» **Given request**:
Reproduce every line of the records below, requests included, but multiply each point coordinate in the answers by 2.2 and round it to a whole number, with halves rounded up. Leave the pictures out of your answer.

(Records from a point annotation dataset)

== == ==

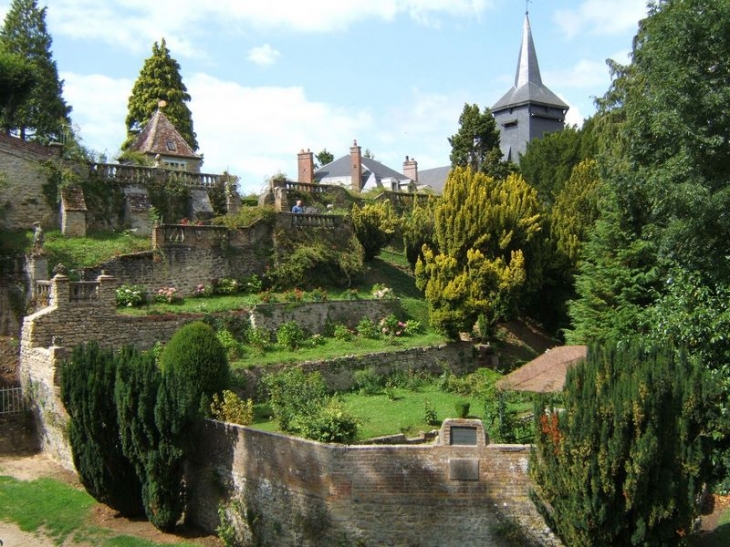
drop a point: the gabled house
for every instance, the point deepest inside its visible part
(529, 109)
(359, 173)
(162, 143)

== == ==

» **Solution for this task**:
drop a point: the gabled house
for every instance, the point deepest inside its visible part
(1164, 240)
(790, 381)
(356, 315)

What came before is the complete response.